-- Provided records follows --
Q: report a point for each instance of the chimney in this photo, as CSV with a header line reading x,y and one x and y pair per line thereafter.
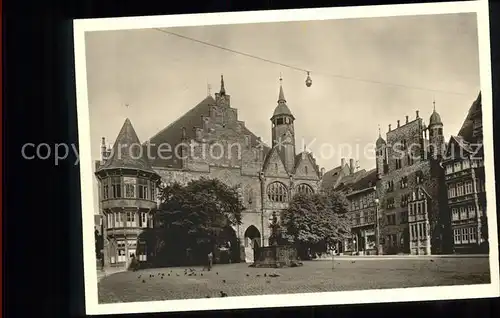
x,y
103,150
351,165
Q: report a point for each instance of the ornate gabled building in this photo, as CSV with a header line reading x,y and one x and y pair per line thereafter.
x,y
210,141
465,182
407,162
362,195
127,196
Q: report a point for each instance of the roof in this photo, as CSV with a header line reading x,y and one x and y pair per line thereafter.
x,y
127,151
435,119
367,180
475,111
173,133
380,141
282,108
351,179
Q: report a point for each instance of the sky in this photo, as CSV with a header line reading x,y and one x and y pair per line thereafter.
x,y
351,63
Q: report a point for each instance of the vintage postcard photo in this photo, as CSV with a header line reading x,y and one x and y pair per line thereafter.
x,y
287,158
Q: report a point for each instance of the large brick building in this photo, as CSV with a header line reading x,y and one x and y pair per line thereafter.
x,y
465,181
410,187
210,141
-- Provided records concluded --
Omitting the images, transcribe every record exactly.

Q: report a point for each instance of the chimney in this photo, as CSV with a header line reading x,y and one x and y pair per line thereafter.
x,y
103,150
351,165
Q: report a point for each instance of the ornate gabled building in this photo, as CSV with a header line reading x,y and one x and y pair per line thereafter.
x,y
210,141
465,182
407,162
362,195
127,196
Q: report a point for each instance of the roof in this photo, as CSV with a header line reading x,y and one x and y pair per line thereafter.
x,y
127,151
435,119
367,180
475,111
173,133
380,141
282,108
351,179
Q: report a point for each instance of the sky in this photo, as CSV with a header line reading x,y and one x and y pair per line thereafter.
x,y
351,63
Q: report a point for each instance of the vintage postcard photo in this photo, as CSV with a header line reading x,y and one x and y pair per line thereafter.
x,y
287,158
Q: report a point for each instance of the large brick building in this photo, as CSV with a header line reading x,y and one x and y pair per line thereafter.
x,y
465,181
410,187
210,141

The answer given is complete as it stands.